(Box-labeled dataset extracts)

>> START

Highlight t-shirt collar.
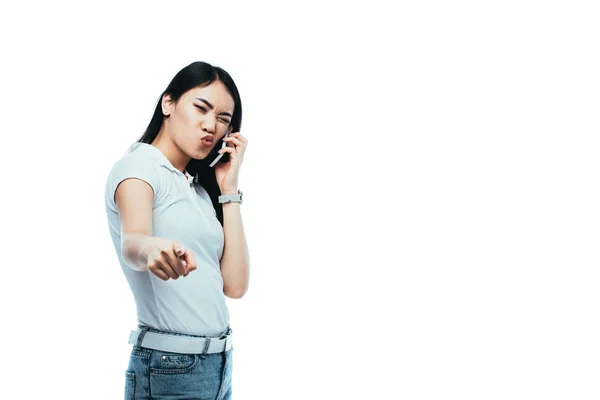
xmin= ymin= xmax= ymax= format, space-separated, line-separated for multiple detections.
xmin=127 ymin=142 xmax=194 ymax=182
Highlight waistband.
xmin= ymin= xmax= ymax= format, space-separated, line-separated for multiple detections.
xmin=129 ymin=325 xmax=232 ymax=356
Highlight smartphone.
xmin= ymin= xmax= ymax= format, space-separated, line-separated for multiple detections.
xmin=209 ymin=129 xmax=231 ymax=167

>> END
>> START

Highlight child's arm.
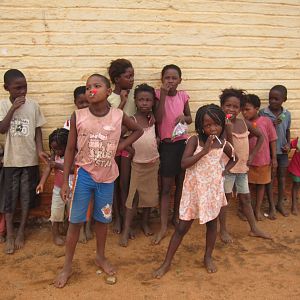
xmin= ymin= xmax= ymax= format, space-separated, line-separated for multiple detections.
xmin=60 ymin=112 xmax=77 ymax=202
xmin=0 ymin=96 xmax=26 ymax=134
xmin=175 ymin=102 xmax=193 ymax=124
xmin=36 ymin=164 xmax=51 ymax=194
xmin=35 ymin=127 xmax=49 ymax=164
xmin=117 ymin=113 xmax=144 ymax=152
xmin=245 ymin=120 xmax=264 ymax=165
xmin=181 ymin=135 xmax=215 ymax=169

>> END
>> START

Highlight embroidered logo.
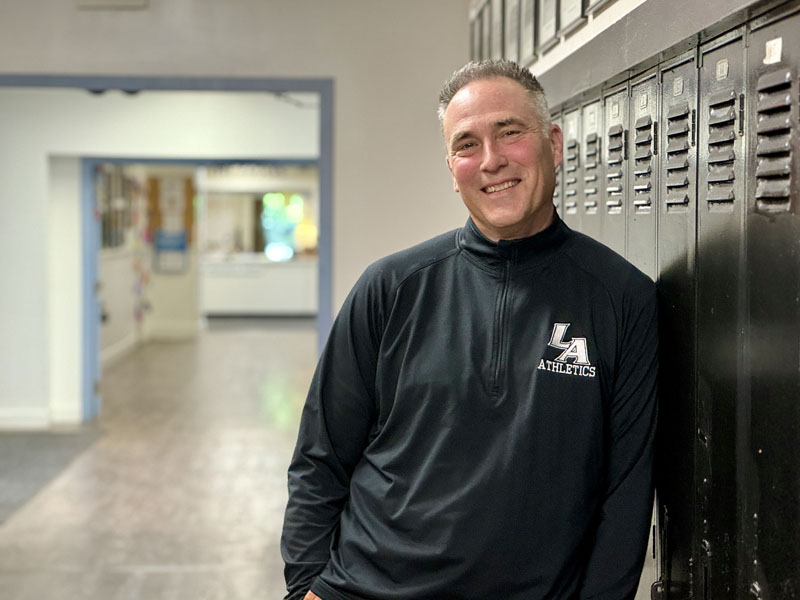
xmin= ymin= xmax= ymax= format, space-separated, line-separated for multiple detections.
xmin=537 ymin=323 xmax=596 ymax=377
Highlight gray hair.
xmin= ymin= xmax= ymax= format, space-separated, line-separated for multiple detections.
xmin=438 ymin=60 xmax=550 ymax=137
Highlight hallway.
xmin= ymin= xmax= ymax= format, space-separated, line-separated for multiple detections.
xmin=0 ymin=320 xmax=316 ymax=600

>> END

→ **What to produce**
Write out the records line for line, starting with the line containing "Highlight embroidered logo." and continuing through the line containing "xmin=0 ymin=320 xmax=316 ymax=600", including both of those lines. Leave the pictures out.

→ **Finished exercise**
Highlight embroidered logo.
xmin= ymin= xmax= ymax= format, space-separated, line-separated for multiple detections.
xmin=537 ymin=323 xmax=596 ymax=377
Highlight gray hair.
xmin= ymin= xmax= ymax= format, space-separated, line-separated for multiple detections.
xmin=438 ymin=60 xmax=550 ymax=137
Highlight hallway.
xmin= ymin= xmax= ymax= format, space-separated, line-separated for multiple detections.
xmin=0 ymin=320 xmax=316 ymax=600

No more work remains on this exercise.